§ Aim of the exercise:
All lines from the entries below that contain the string "Category" should be copied out.
====== Material for this task ======
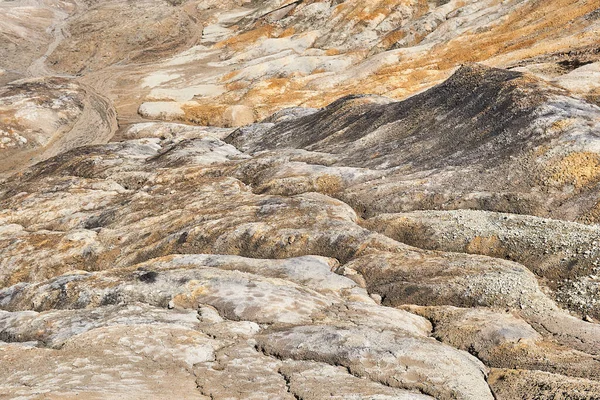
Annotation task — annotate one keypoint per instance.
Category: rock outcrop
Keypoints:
======
====== Material for this task ======
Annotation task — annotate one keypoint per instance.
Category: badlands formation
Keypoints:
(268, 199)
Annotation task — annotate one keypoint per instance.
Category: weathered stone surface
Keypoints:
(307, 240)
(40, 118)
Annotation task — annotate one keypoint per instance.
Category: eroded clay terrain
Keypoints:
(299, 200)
======
§ Exercise output:
Category: rock outcrop
Category: badlands formation
Category: weathered stone surface
Category: eroded clay terrain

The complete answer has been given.